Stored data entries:
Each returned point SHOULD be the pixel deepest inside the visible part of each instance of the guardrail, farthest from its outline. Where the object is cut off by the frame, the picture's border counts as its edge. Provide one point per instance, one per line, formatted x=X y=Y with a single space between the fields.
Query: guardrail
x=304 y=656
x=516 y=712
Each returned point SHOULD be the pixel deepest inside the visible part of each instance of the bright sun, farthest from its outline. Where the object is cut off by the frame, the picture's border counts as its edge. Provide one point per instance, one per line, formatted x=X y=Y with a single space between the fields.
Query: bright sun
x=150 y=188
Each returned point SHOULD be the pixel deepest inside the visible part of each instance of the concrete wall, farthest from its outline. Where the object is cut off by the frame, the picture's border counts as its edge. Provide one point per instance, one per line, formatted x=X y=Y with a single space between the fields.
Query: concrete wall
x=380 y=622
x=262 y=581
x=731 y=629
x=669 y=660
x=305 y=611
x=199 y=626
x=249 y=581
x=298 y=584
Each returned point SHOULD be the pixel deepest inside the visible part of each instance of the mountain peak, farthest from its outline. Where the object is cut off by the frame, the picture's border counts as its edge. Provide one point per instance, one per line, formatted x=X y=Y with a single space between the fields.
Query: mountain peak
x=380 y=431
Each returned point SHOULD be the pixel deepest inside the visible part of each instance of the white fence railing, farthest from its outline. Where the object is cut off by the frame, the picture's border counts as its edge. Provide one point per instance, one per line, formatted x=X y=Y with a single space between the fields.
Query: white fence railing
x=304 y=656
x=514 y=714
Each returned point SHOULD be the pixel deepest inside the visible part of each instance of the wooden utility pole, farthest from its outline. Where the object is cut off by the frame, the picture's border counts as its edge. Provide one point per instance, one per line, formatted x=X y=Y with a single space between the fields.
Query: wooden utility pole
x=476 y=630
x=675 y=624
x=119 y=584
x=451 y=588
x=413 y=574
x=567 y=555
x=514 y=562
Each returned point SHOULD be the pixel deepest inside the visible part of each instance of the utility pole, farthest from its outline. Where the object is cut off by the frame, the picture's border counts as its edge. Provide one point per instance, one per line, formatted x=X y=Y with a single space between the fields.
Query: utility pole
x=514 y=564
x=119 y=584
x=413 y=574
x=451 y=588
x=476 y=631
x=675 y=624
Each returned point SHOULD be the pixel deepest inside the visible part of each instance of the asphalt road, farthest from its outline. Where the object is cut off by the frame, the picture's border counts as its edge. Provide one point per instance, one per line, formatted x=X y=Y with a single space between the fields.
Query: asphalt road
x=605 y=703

**Work instruction:**
The records given above are to be repeated in full, exactly.

**Solution below:**
Each returned point SHOULD be the pixel deepest inside the visible part of each instance of the guardrail, farthest from its outline. Where the object is cut off by the frame, the picture's border counts as its edge. Provide one point per instance, one per line, formatted x=X y=Y with a single space between the fields.
Query: guardrail
x=304 y=656
x=516 y=712
Each returned point SHOULD be the pixel deepest inside the visible part of each instance of the bright sun, farthest from its outline. Where the object is cut off by the frame, the picture's border counts as its edge. Provide one point per instance, one per line, formatted x=X y=Y with a single space between the fields.
Query: bright sun
x=150 y=188
Each returned point SHOULD be the pixel deepest inside the visible part of each instance of the concrete wall, farthest from its outline. Where the object is cut off by the frame, the picture's border counts as its edge. Provide one point per instance, one per line, formatted x=X y=Y with a single space between the fields.
Query: concrete wall
x=380 y=622
x=262 y=581
x=731 y=629
x=669 y=660
x=305 y=611
x=199 y=626
x=249 y=581
x=298 y=584
Each returned point SHOULD be the pixel deepest inside the visible part of each instance of the mountain peak, farthest from its outline. Where the object is cut off by the frame, the picture's border counts as its edge. Provide one point per instance, one per line, formatted x=X y=Y with a single space between the fields.
Query: mountain peak
x=380 y=431
Each returned point SHOULD be the pixel deepest inside the visible part of each instance of the white fence railing, farthest from its outline. Where the object is cut off by the frame, the picture's border counts as its edge. Provide one point per instance, one per line, formatted x=X y=Y with a single space between the fields.
Query: white fence railing
x=304 y=656
x=514 y=714
Each returned point SHOULD be the pixel deepest inside the visible part of each instance of the wooden utility pole, farthest from its outline. Where the object is cut off by the frame, the picture's border counts as its edge. Provide one point per instance, one per line, formatted x=X y=Y with a single space between the fields.
Query: wooden utility pole
x=476 y=630
x=675 y=624
x=119 y=584
x=451 y=588
x=413 y=574
x=567 y=555
x=514 y=562
Each returned point SHOULD be the pixel deepest inside the visible part of each instance of the utility pole, farthest from its outline. Where the object is cut off by the frame, the picture's border counts as its edge. Provide one point per instance, one per line, formatted x=X y=Y with a single space between the fields.
Query: utility pole
x=514 y=564
x=119 y=584
x=413 y=574
x=451 y=588
x=476 y=631
x=675 y=624
Each returned point SHOULD be the pixel deepest inside the visible part of each instance of the asphalt road, farthest from its outline. Where the object is cut off by the frame, the picture's border counts as its edge. Provide one point per instance, one per line, formatted x=X y=Y with a single space between the fields.
Query: asphalt road
x=605 y=703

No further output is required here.